Friday, 2 October 2015

02/10/15 - Venn Diesel



A lot of people spend their lives entirely preoccupied with attempting to position themselves in a favourable spot on the fame/riches/happiness Venn diagram. It’s a rare and special thing to find yourself in that hallowed, curvaceous triangle in the centre. Shifting from the outer edges into the middle, permeating those unyielding membranes, requires effort that can consume lives. You don’t get awarded it for free, despite what X Factor contestants may believe. It comes from dedicated endeavour, a sprinkle of chutzpah and a whole lot of talent. To be rich, famous and happy, if that’s your thing, is something that needs to be earned.
So how’s your life going? Is it as interesting as you thought it would be? Which of the circles do you find yourself in? Does it cross over with any of the other circles? Do you even care?

It’s easy to bang on about trying hard and earning your wings, but it doesn’t work out perfectly for everyone. (Of course it doesn’t, otherwise it wouldn’t be special, it’d just be the norm.) Take, for example, the life of Rudolf Diesel. You all know his name. The fuel and the engine that leap to mind are the correct answer – he is that Diesel. And his story is really quite unfortunate.

Born in Paris in 1858, his Bavarian immigrant parents encouraged in him an enthusiasm for engineering, for taking things apart just to see how they worked. From his teens it was his life’s ambition to be a great engineer, with the ultimate goal of developing an engine that would revolutionise industry at all levels; one that would be efficient and economical, adaptable and clean, and chase away the scourge of filthy steam-engines that were caking the world’s industrial centres with choking soot.

Growing up in Paris was tough for a family of Bavarian extraction; Diesel’s father, a leather goods manufacturer, had relocated the family there in the hope of an economic recovery that never came. The Franco-Prussian war saw them expelled from the country - Bavaria being a Prussian ally - and the family fled for London. They were working-class refugees, and found no opportunities. They quickly fell into poverty. In an effort to secure a better future for their offspring, Rudolf’s parents packed him off to a relative in Bavaria.
Dispossessed and disillusioned, Diesel threw himself into his studies and proved to be a fiercely intelligent young man, gaining a scholarship to an engineering institution and graduating with honours – despite battling typhoid along the way.

Entering the burgeoning refrigeration industry, he soon became respected as a skilled and astute authority in the discipline. But he still nurtured his dream of creating that revolutionary, world-changing engine, and set about developing prototypes to crack the problem and ultimately make the world a better place. This didn’t go brilliantly to begin with. An early experiment with an adapted steam engine fuelled by ammonia vapour exploded and nearly killed him, sending him limping and wheezing back to the drawing board, his eyesight irreparably damaged. He refocused his efforts on the concept of compression ignition. His first effort in this field also exploded and nearly killed him. An intrepid fellow, he analysed the nature of the explosion, realised he was working along the right lines, and persevered with compression ignition until he made it work. It took years of arduous physical and mental strain and left him a broken man, but eventually, by 1894, the Diesel engine was a real, workable thing. It entered full production in 1898. The dream of a now frail and damaged man was finally coming true.

So going back to our Venn diagram, it seems that Diesel had cause to be happy at last. He was famous, too – his invention was genuinely good, just as he always knew it would be. And the riches? Yes, they were starting to roll in.

• Tasks to perform
1) Write out the Rudolf Diesel passage from "A lot of people" to "you even care?".
2) According to the Rudolf Diesel passage, in what year did the Diesel engine enter full production?

• Data
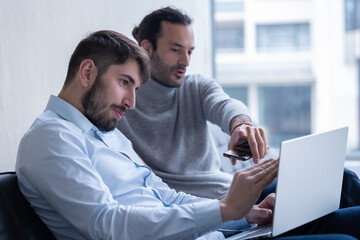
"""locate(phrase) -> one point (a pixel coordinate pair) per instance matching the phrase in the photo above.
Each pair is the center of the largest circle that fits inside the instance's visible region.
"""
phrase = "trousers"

• Solutions to each task
1)
A lot of people spend their lives entirely preoccupied with attempting to position themselves in a favourable spot on the fame/riches/happiness Venn diagram. It’s a rare and special thing to find yourself in that hallowed, curvaceous triangle in the centre. Shifting from the outer edges into the middle, permeating those unyielding membranes, requires effort that can consume lives. You don’t get awarded it for free, despite what X Factor contestants may believe. It comes from dedicated endeavour, a sprinkle of chutzpah and a whole lot of talent. To be rich, famous and happy, if that’s your thing, is something that needs to be earned.
So how’s your life going? Is it as interesting as you thought it would be? Which of the circles do you find yourself in? Does it cross over with any of the other circles? Do you even care?

2) 1898